══ INPUT FOR THIS TASK ══

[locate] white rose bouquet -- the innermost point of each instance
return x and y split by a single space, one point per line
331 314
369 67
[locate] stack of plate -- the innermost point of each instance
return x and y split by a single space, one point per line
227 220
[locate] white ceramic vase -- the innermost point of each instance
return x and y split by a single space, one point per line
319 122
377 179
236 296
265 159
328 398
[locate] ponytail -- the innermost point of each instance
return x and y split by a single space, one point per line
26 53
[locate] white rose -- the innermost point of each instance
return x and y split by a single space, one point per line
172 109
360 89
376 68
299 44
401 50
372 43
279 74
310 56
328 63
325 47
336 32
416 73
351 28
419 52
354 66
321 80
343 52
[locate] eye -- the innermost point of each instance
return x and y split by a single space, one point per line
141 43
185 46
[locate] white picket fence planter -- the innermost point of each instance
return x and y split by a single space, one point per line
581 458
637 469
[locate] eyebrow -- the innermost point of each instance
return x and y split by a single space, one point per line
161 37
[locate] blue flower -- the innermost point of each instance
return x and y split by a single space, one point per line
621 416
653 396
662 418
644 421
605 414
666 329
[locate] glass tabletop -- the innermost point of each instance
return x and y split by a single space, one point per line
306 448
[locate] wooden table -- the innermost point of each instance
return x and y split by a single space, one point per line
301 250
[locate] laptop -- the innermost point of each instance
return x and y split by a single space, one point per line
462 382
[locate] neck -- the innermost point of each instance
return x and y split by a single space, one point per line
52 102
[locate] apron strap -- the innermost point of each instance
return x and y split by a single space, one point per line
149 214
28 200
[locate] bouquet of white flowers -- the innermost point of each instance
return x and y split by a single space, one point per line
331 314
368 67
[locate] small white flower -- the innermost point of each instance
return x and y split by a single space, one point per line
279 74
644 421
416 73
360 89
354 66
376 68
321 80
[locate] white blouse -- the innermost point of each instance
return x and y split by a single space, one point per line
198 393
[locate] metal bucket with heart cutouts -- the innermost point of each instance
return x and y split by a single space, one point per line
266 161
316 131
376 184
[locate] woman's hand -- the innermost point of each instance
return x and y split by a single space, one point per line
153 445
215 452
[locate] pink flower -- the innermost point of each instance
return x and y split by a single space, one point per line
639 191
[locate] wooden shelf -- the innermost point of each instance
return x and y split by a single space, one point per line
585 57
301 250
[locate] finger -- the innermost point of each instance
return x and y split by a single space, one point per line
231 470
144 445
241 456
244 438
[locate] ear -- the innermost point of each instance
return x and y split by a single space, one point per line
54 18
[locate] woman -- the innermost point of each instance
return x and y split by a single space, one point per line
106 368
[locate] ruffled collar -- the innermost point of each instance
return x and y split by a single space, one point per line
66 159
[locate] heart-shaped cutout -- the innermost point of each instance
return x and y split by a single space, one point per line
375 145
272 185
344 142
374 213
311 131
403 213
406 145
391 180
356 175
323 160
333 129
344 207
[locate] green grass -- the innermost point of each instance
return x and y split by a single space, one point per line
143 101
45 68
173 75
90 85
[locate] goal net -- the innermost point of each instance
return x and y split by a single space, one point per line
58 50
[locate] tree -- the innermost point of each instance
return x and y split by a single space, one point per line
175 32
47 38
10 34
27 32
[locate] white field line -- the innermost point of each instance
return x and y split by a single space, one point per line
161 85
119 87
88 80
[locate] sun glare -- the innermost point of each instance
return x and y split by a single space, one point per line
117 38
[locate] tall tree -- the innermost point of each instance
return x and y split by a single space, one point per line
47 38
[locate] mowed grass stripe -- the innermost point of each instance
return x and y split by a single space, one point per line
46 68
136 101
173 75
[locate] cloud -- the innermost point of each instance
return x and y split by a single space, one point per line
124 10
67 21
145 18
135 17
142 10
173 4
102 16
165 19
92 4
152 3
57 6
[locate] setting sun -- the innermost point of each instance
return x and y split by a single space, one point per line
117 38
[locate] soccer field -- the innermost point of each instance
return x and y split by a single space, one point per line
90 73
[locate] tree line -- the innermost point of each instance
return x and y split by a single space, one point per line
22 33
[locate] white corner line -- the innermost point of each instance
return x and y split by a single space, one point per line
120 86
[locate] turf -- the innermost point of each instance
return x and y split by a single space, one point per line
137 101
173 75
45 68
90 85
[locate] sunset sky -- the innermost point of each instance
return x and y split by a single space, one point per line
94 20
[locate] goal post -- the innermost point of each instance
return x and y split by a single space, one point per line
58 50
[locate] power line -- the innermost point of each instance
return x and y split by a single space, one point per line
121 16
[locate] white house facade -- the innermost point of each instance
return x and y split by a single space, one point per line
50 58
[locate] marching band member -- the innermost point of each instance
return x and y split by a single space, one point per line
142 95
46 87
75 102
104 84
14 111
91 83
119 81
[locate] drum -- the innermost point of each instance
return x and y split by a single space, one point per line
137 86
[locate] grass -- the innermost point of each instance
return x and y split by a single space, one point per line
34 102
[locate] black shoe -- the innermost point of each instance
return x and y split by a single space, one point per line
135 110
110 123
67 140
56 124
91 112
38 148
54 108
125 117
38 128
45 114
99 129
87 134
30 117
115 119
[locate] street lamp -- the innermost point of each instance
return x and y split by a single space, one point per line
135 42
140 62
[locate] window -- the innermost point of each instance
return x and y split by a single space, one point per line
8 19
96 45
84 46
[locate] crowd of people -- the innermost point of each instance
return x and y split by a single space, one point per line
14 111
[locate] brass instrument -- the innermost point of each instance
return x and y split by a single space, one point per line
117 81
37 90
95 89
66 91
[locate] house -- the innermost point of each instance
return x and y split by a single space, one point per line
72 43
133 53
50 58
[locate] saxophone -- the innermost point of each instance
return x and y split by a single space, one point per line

═══

Could you copy every item above line for line, changing nothing?

[locate] white rose bouquet -- the innermost point of each instance
return x and y split by a single space, one point per line
331 314
369 67
[locate] stack of plate -- the innermost point of each instance
return x and y split by a single space, one point per line
227 220
[locate] white ceramic vase -- the innermost point of each instance
return x and y split by a single space, one point per line
319 122
377 179
236 296
265 159
328 398
[locate] ponytail -- the innermost point of each instance
return x and y split by a single space, one point per line
26 53
[locate] white rose -- the innermost point of each instance
return x and y split by a single space, one point per line
172 109
360 89
376 68
299 44
401 50
372 43
279 74
310 56
328 63
325 47
336 32
416 73
351 28
419 52
354 66
321 80
343 52
[locate] eye -- the innermost point of each instance
return x and y split by a single space, one point per line
141 43
185 46
[locate] white picket fence planter -- the innermost point of each instance
return x and y split by a single space, one point per line
581 458
637 469
[locate] eyebrow -- the innermost point of each instance
return x and y split by a single space, one point per line
161 37
[locate] blue flower -- the innermost point of each instance
return x and y split by a single space, one point per line
621 416
653 396
662 418
644 421
605 414
666 329
[locate] glass tabletop -- the innermost point of each instance
return x and y split by a single space, one point per line
306 448
[locate] wooden table -- the innermost point of each instance
return x and y split by a single space, one point per line
301 250
[locate] laptop -- the innermost point of each instance
return x and y split by a single space, one point per line
462 382
[locate] neck -- the innermost point of each instance
return x and y split by a single space, one point per line
52 102
[locate] apron strap -- the innermost point of each instance
return x and y split by a single space, one point per line
149 214
28 200
[locate] bouquet of white flowers -- the innermost point of each instance
return x and y split by a single space, one point per line
331 314
368 67
[locate] small white flower -- the innermost point of each instance
return x and y split by a single space, one point per line
279 74
644 421
416 73
360 89
354 66
376 68
321 80
[locate] white blouse -- the innermost point of each instance
return x and y split by a single space, one point per line
198 393
[locate] metal bucket with heart cutouts -- the innermost point of each instance
return x and y split by a single space, one point per line
266 161
316 131
376 184
[locate] woman's hand -- the innermost point of each instance
return x and y split by a single space, one point per line
153 445
215 452
[locate] pink flower -- the innermost point of each instance
return x and y split by a single space, one point per line
639 191
[locate] wooden shelf -- the innermost point of each instance
return x and y split by a single space, one point per line
585 57
301 250
[locate] finger -- the innermost point of each instance
return x and y split by a single space, one point per line
231 470
144 445
241 456
244 438
[locate] ear -- the innermost point of each instance
return x and y split by a single space, one point per line
54 18
[locate] woman -- the innermost point of each instance
return x and y split by a single space, one point per line
106 368
[locate] ruffled collar -- the innermost point of each instance
return x and y split by a single space, one point per line
66 159
[locate] heart-shaped cutout -- the innermost point of each instance
return x and y split by a single space, one point per line
375 145
272 185
344 142
374 213
311 131
403 213
406 145
391 180
356 175
323 160
333 129
344 207
[locate] green grass -- the innermost point of each instance
return x and y split by a single space, one point per line
143 101
45 68
173 75
90 85
[locate] goal net -- the innermost point of each instance
return x and y split by a single space, one point per line
58 50
[locate] tree -- the innermost point of each instance
return x and y split by a single space, one point per line
175 32
47 38
10 34
27 32
[locate] white field line -- the innermost point of each instance
return x and y split by a single space, one point per line
161 85
119 87
88 80
[locate] sun glare -- the innermost point of each instance
return x and y split by a single space, one point per line
117 38
[locate] tall tree -- the innermost point of each instance
return x and y split by a single space, one point per line
47 38
[locate] mowed grass stripe -- the innermost point of each instance
return x and y split by a single space, one point per line
46 68
136 101
173 75
[locate] cloud -- the innermost point of each instance
return x and y split by a single space, one point per line
124 10
67 21
145 18
135 17
142 10
173 4
102 16
165 19
92 4
152 3
57 6
[locate] setting sun -- the innermost point of each instance
return x and y split by a single space, one point per line
117 38
[locate] soccer field -- the innermost point of each instance
return x and y split by a single space, one point per line
90 73
[locate] tree line -- the innermost point of each instance
return x and y split by a single space, one point per line
22 33
[locate] white corner line -- the innermost point of each instance
return x and y split by a single space, one point per line
120 86
[locate] turf -- the innermost point of each instance
return x and y split by a single space, one point per line
137 101
173 75
45 68
90 85
[locate] sunset sky -- the innermost point of each instance
return x and y split by a single space, one point per line
94 20
[locate] goal post -- the innermost point of each instance
return x and y split by a single space, one point per line
58 50
[locate] power line -- the innermost point of each instance
return x and y split by a single space, one point per line
121 16
[locate] white house facade -- the innermost point of each instance
return x and y split by a single space, one point per line
50 58
[locate] marching band member -- the innermost point of each instance
return x and y split by a single space, one point per line
142 95
46 87
75 102
104 84
14 111
91 83
119 81
[locate] drum -- the innermost point of each instance
return x and y split by a single space, one point per line
137 86
[locate] grass -- the innermost point of each instance
return x and y split by a single space, one point per line
34 102
[locate] black shoe -- the innermost point of each instance
return x and y split by a single space, one point per line
135 110
110 123
67 140
56 124
91 112
38 148
54 108
125 117
38 128
45 114
99 129
87 134
30 117
115 119
[locate] street lamp -- the innermost point of each instance
return x and y split by a single space, one point per line
135 42
140 62
[locate] window -- the innermost point of each instance
return x and y split by a single space, one point per line
8 19
96 45
84 46
[locate] crowd of people -- the innermost point of each instance
return x and y split by a single space, one point per line
14 111
[locate] brass instrument -- the innermost point of each instance
return x and y split by a single space, one point per line
117 81
37 90
95 89
66 91
[locate] house -- the innermost point of each instance
return x and y split by a single space, one point per line
72 43
133 53
50 58
[locate] saxophone -- the innermost point of each instance
return x and y split by a single space, one point per line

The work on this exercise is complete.